Dataset entries
────────────────────

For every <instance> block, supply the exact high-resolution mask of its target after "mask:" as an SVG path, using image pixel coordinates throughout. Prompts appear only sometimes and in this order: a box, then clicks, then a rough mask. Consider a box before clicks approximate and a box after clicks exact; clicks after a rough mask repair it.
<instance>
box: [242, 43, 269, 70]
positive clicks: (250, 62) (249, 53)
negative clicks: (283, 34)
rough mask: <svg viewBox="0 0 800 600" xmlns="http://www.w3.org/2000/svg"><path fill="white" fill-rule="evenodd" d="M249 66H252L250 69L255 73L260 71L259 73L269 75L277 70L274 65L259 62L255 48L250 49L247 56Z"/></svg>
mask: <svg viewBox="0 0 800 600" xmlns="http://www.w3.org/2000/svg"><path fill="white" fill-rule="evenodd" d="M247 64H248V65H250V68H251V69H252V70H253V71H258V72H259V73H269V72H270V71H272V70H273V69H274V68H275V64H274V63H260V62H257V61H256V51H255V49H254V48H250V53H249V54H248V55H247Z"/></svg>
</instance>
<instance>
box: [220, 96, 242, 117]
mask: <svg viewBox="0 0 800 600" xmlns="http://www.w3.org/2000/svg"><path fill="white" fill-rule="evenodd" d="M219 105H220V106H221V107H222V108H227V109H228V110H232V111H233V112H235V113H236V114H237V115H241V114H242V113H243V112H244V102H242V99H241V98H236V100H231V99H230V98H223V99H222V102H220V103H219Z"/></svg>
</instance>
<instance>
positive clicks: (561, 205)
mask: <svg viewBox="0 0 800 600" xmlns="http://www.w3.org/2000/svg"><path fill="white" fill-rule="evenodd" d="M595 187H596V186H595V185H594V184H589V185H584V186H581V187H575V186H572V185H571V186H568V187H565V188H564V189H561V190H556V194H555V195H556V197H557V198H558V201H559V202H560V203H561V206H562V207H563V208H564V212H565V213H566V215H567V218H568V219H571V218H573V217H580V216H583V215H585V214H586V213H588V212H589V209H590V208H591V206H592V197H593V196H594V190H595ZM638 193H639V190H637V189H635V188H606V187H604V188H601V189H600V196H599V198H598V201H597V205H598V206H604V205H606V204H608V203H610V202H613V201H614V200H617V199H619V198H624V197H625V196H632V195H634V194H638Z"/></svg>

────────────────────

**REQUIRED WORK**
Up to and including the line with "negative clicks: (283, 34)", output each line of the entries above exactly, starting from the first.

**YOUR RESPONSE**
For every <instance> block, supply the exact high-resolution mask of its target after "mask:" as an SVG path, using image pixel coordinates throughout. Prompts appear only sometimes and in this order: a box, then clicks, then a rough mask. Consider a box before clicks approximate and a box after clicks exact; clicks after a rough mask repair it.
<instance>
box: [242, 43, 269, 70]
positive clicks: (250, 62) (249, 53)
negative clicks: (283, 34)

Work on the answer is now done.